### WORK ITEM
Reproduce, from the lines below, exactly the stretch that begins at the line containing "In this exercise you will mark the flower stem" and ends at the line containing "In this exercise you will mark the green stem", both included.

### EXTRACTED RECORDS

>>>>>

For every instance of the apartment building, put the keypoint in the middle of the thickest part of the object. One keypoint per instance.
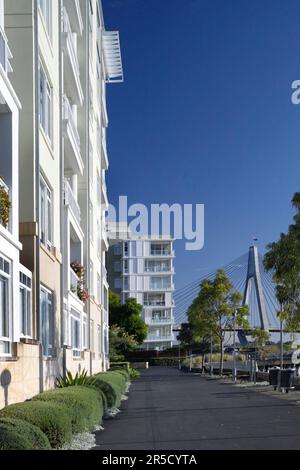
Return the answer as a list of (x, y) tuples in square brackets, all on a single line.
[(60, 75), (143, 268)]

<<<<<
>>>>>

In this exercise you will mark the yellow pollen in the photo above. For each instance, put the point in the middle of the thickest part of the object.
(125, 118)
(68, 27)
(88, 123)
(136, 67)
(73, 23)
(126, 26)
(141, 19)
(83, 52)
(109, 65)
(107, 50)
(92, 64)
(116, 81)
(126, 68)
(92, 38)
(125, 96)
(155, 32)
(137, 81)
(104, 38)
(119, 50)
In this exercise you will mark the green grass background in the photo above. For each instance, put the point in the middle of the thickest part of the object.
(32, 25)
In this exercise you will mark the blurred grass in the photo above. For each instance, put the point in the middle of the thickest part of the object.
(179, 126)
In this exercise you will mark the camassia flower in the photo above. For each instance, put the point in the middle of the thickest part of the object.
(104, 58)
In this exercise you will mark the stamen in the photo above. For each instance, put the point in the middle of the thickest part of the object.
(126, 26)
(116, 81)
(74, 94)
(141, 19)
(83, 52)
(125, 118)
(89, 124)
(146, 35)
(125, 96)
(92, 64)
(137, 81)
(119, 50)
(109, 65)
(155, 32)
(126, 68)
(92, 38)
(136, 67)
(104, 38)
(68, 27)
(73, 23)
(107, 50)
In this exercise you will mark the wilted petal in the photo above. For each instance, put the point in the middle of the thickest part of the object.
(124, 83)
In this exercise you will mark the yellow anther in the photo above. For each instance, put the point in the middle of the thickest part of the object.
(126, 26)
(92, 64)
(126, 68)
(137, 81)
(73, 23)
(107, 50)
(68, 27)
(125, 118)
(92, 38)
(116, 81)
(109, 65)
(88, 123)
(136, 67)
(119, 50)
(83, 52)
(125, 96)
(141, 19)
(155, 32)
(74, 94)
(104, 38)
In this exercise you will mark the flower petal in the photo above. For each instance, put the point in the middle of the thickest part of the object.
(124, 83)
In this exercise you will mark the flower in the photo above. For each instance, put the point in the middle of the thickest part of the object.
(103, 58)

<<<<<
>>>>>

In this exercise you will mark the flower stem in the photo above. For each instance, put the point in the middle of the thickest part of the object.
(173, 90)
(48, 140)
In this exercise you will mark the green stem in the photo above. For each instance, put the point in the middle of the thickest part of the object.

<<<<<

### RESULT OF THE TASK
In this exercise you will mark the flower stem in the photo above. For each instance, put the point in the middle of the thickest part of the object.
(173, 90)
(48, 140)
In this exercise you will mark the green stem in the photo above. For each instance, put the point in the middle of the thickest part of the object.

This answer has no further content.